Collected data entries
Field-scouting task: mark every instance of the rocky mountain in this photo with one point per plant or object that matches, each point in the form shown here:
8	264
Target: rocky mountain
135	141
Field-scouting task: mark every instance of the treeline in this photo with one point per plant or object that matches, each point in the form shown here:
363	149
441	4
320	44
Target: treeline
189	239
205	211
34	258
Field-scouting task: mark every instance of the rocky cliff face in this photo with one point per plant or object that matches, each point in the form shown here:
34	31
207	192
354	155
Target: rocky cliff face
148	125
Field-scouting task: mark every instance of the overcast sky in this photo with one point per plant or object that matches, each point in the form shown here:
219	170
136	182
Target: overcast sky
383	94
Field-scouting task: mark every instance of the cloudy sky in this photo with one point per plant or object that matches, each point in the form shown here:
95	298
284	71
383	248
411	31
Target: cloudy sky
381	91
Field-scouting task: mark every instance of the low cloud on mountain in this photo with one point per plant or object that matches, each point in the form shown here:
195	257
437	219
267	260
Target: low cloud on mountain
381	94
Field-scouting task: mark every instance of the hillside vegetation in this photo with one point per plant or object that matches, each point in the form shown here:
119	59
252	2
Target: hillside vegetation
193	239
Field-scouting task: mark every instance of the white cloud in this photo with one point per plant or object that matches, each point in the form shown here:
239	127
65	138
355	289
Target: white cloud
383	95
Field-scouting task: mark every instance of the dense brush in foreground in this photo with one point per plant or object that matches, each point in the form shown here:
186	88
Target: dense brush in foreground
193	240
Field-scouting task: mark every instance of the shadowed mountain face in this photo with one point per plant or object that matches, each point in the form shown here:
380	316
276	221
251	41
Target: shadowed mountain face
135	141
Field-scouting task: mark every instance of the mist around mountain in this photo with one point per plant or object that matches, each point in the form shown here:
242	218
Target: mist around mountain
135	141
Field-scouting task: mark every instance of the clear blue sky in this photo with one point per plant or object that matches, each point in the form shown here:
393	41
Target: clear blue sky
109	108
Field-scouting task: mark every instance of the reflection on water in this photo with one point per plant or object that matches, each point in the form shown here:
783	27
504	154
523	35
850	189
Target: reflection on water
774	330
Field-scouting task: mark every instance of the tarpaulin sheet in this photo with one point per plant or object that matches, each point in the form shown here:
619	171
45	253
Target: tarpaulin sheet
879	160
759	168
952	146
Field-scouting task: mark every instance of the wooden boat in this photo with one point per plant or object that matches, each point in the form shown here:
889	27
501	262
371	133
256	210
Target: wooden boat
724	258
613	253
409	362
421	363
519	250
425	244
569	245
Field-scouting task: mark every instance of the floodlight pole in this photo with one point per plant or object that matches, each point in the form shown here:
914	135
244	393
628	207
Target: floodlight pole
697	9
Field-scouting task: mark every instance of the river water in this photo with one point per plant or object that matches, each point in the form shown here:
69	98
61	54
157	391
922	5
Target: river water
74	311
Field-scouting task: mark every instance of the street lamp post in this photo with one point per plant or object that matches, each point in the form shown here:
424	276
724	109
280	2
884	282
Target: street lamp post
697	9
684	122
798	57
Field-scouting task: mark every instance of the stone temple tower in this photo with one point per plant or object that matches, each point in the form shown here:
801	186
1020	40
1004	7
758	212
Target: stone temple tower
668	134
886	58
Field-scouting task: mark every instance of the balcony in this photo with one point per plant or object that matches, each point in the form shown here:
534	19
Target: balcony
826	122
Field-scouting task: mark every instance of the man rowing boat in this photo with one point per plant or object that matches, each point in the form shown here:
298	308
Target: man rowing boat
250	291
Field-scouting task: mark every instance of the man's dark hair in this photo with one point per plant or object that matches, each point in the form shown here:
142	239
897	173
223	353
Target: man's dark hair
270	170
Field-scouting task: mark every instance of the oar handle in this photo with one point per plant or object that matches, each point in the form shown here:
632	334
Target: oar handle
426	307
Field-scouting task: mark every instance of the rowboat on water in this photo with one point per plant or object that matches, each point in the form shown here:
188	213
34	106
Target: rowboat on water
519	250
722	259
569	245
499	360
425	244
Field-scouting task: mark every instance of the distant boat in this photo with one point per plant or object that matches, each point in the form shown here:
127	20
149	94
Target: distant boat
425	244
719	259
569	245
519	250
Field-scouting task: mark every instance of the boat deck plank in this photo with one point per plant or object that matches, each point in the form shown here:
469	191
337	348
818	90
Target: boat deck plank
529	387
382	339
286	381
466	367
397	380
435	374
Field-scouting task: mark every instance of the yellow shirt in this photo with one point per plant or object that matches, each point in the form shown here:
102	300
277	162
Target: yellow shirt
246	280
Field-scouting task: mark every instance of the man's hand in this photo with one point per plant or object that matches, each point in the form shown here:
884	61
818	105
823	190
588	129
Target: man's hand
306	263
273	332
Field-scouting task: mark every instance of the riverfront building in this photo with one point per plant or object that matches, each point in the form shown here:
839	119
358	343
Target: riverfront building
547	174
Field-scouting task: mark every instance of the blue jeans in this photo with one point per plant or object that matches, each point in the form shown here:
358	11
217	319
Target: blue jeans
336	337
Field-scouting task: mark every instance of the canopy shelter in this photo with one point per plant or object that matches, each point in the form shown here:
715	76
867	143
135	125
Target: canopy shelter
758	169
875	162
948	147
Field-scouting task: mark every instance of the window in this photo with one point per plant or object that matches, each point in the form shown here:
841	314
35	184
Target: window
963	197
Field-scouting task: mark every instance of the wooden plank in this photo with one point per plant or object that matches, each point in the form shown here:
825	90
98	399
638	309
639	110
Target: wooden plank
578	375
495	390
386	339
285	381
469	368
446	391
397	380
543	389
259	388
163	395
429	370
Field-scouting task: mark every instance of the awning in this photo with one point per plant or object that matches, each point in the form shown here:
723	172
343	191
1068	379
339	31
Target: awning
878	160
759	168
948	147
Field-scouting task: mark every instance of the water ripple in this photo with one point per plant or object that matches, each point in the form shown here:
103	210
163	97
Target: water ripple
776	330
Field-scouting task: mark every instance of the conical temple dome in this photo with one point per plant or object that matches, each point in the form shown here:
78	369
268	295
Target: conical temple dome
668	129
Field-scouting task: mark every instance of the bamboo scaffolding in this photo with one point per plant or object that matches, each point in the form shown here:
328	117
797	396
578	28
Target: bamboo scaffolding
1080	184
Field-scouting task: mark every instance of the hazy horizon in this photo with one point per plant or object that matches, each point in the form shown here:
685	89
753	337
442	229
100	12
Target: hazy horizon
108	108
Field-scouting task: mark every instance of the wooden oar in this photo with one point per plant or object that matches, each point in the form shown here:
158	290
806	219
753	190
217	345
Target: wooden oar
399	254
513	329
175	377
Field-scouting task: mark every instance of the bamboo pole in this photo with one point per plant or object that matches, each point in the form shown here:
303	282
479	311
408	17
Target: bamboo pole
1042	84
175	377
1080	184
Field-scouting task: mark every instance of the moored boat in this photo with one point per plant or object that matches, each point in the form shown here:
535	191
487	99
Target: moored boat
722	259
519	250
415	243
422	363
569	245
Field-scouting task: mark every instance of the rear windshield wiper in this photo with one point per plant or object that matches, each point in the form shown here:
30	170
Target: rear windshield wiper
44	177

- **TASK**
Repeat, without changes, every line from the one that contains "Field-scouting task: mark every instance of the wooden oar" through the final line of the data.

- **RESULT OF THIS EXERCISE**
Field-scouting task: mark every instance of the wooden oar in this photo with one point per plant or object that matches, each point in the form shown here:
158	290
806	219
753	190
217	345
Target: wooden oar
399	254
513	329
175	377
Field-scouting task: mark every instance of the bamboo pole in this photo with one point per plant or object that matches, each point in the form shown here:
303	282
479	311
408	17
Target: bamboo pole
1042	84
175	377
1080	184
Field-scouting task: mark every instance of the moored boat in this photo with one point per plant or object that matches, each point in the form shown here:
535	191
487	99
Target: moored boat
722	259
519	250
415	243
422	363
569	245
Field-scouting task: mark every instance of the rear windshield wiper in this photo with one point per plant or object that matches, each point in the form shown here:
30	170
Target: rear windshield wiper
44	177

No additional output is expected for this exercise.